------ Page excerpt ------

What is the point of this ad? Warren Buffett, one of the world's greatest executives, talks about the importance of focusing on the operations of a business rather than the stock price. And yet, Skechers appears to be promoting their stock through an advertisement that has almost nothing to do with selling sneakers.

But hey, maybe this is a bullish sign. To advertise their stock that prominently during a a baseball game, the management must have a lot of faith in it, right?

Well no. If you take a look at the recent insider trading, you can see there is perhaps an argument for why management might be focusing now on the stock price:

On March 30th, CEO Robert Greenberg sold 44,900 shares for $1,526,151.

On March 29th, CEO Robert Greenberg sold 37,400 shares for $1,280,950.

On March 26th, CEO Robert Greenberg sold 44,100 shares for $1,548,351.

On March 23rd, CEO Robert Greenberg sold 50,000 shares for $1,775,000.

On March 22nd, CEO Robert Greenberg sold 250,000 shares for $8,820,000.

On March 21st, CEO Robert Greenberg sold 100,000 shares for $3,510,000.

------ Records shown ------

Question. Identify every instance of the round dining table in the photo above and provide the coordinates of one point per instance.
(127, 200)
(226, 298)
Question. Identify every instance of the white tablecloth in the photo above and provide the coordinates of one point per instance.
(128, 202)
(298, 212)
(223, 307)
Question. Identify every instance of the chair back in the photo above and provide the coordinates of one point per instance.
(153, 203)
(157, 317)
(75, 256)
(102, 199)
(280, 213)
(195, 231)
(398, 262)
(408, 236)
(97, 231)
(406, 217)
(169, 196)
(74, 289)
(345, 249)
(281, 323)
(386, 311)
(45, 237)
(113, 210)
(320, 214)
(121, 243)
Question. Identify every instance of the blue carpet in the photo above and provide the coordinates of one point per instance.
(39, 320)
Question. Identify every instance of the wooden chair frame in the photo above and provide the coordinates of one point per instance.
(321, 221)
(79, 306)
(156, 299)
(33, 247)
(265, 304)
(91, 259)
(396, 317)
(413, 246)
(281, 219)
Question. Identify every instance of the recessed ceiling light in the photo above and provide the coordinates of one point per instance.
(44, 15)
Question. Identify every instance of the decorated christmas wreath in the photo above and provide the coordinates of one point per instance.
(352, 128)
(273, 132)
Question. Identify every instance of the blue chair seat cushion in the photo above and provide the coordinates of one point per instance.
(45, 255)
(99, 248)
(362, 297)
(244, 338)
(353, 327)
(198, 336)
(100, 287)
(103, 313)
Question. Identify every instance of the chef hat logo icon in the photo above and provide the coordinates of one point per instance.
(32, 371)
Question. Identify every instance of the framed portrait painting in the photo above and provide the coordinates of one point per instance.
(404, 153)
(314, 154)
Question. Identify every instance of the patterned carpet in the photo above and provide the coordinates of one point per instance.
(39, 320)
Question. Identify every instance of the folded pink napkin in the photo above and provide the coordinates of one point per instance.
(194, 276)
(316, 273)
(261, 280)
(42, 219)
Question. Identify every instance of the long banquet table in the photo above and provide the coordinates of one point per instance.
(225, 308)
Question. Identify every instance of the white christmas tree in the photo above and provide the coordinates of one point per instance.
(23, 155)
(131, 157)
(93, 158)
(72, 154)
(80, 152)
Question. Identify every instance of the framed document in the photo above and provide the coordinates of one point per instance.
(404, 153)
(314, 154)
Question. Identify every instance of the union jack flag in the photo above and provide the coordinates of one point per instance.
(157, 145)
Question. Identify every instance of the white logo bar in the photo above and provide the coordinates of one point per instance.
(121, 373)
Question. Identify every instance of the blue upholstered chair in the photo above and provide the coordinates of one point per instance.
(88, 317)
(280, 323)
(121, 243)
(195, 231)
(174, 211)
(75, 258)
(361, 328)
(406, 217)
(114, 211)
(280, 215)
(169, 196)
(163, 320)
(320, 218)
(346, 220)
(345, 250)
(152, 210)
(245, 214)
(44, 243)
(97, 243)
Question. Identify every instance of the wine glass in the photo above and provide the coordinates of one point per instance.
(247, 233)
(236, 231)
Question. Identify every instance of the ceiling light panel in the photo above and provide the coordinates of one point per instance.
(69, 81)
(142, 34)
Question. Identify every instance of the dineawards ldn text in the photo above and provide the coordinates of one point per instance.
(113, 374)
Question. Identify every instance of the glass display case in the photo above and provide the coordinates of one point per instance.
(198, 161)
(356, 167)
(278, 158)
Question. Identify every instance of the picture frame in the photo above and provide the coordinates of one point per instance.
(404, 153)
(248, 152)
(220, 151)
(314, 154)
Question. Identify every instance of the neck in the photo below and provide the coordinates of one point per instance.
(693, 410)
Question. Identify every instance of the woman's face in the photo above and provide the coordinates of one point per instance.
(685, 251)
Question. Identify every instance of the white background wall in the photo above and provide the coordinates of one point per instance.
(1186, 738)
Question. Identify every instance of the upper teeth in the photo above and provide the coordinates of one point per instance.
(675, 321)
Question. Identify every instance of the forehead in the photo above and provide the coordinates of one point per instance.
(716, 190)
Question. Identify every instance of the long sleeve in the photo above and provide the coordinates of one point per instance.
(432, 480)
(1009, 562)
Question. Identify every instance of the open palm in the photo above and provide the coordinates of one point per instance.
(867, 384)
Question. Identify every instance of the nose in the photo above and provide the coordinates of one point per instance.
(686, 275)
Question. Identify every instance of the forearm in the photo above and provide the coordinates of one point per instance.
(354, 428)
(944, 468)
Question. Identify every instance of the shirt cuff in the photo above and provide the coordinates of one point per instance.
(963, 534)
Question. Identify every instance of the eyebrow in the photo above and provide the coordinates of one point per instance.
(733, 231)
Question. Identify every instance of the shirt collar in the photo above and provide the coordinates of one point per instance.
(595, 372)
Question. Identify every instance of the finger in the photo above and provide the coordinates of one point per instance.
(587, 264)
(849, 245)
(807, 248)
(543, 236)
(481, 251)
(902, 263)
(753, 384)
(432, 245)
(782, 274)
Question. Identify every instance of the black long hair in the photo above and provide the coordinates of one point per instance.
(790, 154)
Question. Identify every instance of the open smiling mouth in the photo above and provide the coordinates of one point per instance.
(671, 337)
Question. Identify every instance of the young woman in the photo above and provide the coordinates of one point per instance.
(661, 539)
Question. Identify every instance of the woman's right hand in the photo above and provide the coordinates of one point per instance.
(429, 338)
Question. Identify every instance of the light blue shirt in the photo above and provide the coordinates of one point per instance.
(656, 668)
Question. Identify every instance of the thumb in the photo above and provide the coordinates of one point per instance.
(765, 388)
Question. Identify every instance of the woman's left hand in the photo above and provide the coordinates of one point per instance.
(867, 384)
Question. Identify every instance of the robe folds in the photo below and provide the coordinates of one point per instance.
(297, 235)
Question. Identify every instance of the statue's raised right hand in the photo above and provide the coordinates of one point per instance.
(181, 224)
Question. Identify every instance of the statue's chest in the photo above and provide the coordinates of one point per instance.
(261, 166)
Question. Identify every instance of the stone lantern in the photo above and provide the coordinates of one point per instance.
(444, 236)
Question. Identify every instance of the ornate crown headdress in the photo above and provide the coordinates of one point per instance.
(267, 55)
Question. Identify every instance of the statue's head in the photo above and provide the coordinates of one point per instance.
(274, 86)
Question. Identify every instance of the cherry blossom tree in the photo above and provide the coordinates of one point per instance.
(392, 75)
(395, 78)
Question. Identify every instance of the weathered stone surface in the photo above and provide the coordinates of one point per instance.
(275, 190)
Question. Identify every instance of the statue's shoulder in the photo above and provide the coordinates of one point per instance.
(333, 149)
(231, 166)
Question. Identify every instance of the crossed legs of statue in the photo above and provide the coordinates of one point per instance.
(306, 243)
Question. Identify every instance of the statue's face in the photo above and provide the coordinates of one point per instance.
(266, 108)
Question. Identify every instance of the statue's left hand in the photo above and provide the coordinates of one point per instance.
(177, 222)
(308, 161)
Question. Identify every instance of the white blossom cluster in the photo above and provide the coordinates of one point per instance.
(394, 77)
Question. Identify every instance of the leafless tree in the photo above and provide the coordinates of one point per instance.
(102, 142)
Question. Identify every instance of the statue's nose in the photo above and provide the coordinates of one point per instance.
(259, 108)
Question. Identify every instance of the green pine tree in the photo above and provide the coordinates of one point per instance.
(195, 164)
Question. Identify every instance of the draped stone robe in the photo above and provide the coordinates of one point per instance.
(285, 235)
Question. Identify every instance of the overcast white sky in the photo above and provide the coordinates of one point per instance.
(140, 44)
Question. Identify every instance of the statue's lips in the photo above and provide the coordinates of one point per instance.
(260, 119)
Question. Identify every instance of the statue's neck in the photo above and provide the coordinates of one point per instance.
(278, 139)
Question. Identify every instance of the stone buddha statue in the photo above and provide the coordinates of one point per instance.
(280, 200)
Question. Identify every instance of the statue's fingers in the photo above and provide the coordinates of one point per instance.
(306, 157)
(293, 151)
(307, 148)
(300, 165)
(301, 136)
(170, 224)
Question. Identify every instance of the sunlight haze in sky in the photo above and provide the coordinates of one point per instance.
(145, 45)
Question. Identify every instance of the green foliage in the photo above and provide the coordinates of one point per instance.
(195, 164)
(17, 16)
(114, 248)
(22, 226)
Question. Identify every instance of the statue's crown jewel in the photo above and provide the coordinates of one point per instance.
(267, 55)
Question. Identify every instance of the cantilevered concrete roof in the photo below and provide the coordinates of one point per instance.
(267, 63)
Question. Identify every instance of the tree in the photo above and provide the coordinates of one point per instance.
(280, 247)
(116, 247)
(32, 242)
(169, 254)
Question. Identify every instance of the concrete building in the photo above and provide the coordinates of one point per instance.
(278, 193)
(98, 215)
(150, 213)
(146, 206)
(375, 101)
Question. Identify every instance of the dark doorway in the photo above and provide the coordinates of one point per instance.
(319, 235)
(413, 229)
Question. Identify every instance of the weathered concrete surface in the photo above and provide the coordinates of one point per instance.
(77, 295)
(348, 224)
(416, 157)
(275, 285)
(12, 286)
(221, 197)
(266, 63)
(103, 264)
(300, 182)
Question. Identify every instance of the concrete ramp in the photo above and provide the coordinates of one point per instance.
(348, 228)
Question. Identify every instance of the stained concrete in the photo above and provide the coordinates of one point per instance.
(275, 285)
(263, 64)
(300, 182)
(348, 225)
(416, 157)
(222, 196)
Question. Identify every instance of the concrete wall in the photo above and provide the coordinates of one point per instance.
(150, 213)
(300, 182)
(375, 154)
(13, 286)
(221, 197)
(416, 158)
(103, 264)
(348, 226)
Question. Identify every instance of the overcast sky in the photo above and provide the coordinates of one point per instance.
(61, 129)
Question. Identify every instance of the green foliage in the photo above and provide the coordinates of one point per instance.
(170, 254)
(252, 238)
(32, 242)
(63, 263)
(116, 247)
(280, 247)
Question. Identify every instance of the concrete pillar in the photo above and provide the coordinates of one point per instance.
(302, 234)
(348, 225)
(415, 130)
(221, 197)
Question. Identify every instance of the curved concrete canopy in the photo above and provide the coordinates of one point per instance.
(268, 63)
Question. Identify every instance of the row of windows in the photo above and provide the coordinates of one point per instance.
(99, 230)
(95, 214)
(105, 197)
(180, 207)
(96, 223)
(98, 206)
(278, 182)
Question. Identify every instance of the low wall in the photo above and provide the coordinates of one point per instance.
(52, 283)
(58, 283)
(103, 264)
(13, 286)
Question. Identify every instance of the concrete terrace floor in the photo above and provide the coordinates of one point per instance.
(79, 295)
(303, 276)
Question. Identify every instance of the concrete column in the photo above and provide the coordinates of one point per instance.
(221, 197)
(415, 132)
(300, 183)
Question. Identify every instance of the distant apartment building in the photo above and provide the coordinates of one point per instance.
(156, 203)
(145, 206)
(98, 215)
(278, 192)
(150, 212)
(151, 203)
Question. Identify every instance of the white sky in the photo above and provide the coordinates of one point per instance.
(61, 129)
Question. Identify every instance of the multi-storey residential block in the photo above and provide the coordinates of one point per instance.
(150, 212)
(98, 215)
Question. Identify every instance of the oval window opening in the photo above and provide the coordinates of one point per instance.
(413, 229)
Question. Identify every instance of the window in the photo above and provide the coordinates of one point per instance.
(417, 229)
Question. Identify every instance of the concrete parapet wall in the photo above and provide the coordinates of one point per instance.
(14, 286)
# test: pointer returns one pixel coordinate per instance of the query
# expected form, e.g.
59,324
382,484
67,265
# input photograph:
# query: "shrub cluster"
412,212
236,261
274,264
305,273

------

Challenges:
1. From the Skechers stock commentary, extract the passage that opens with the words containing "On March 26th, CEO" and closes with "shares for $3,510,000.". Copy it word for word.
2. In the Skechers stock commentary, how many shares did CEO Robert Greenberg sell on March 22nd?
3. Carry on the commentary about the Skechers stock advertisement, starting after its final sentence.

Outputs by task:
1.
On March 26th, CEO Robert Greenberg sold 44,100 shares for $1,548,351.

On March 23rd, CEO Robert Greenberg sold 50,000 shares for $1,775,000.

On March 22nd, CEO Robert Greenberg sold 250,000 shares for $8,820,000.

On March 21st, CEO Robert Greenberg sold 100,000 shares for $3,510,000.

2. 250,000 shares.

3.
I could keep going back to December, when he sold $20 million worth of stock, but I don't want to bore you. I also don't know when these ads started running. But, unless they are brand new, there is a chance that Skechers was airing ads advertising its stock while the company's CEO was selling shares like they were going out of style, much like Robert Greenberg's first big hit, L.A. Gear, went out of style in the early 1990's. In 2003, Fortune Magazine wrote about the performance of L.A. Gear:

Started in 1983 by a former hairstylist and wig importer named Robert Greenberg... L.A. Gear began selling aerobics shoes just as the exercise fad took off. By 1990 it was doing $820 million in sales... L.A. Gear's stock, which started trading at $3 in 1986, made it up to $50 in 1990. Yet it all came undone almost as quickly. The aerobics trend died out, and Greenberg couldn't come up with another hot-selling product. Facing a cash crunch, L.A. Gear posted one bad quarter after another. A low point came in December 1990, when a Marquette University basketball player stumbled to the floor--on national television--after one of his L.A. Gear high-tops fell apart. In a bid to save his company, Greenberg sold part of it to outsiders, who turned around and forced him out. After limping along for another six years, L.A. Gear finally declared bankruptcy in 1998.

So Greenberg's last big success didn't end in success (and resulted in class-action lawsuit against the company accusing management of violating federal securities laws by issuing false, favorable public statements designed to pump up the price of its stock.).

While Skechers shareholders have been rewarded handsomely these past few years, if Greenberg's selling is any indication, the party could end soon. And if you are a shareholder of SKX, I think you need to ask yourself these questions:

  • Is it ethical for the company to be promoting its stock through a television ad campaign while the company's founder and CEO is dumping tens of millions of dollars worth of stock?
  • If Greenberg really does believe his company's shares are so undervalued that he should let millions of people know about the opportunity on television, why is he selling?
  • As Warren Buffett has said, "Look at market fluctuations as your friend rather than your enemy; profit from folly rather than participate in it." If the company's stock is undervalued, why doesn't the company repurchase shares? Why doesn't Greenberg buy shares?

When evaluating potential investments, investors have to look at all the information and ask themselves "Does it make sense?" If it doesn't, it's probably an investment to avoid. And in the case of Skechers, there is a lot that doesn't seem to me to make much sense.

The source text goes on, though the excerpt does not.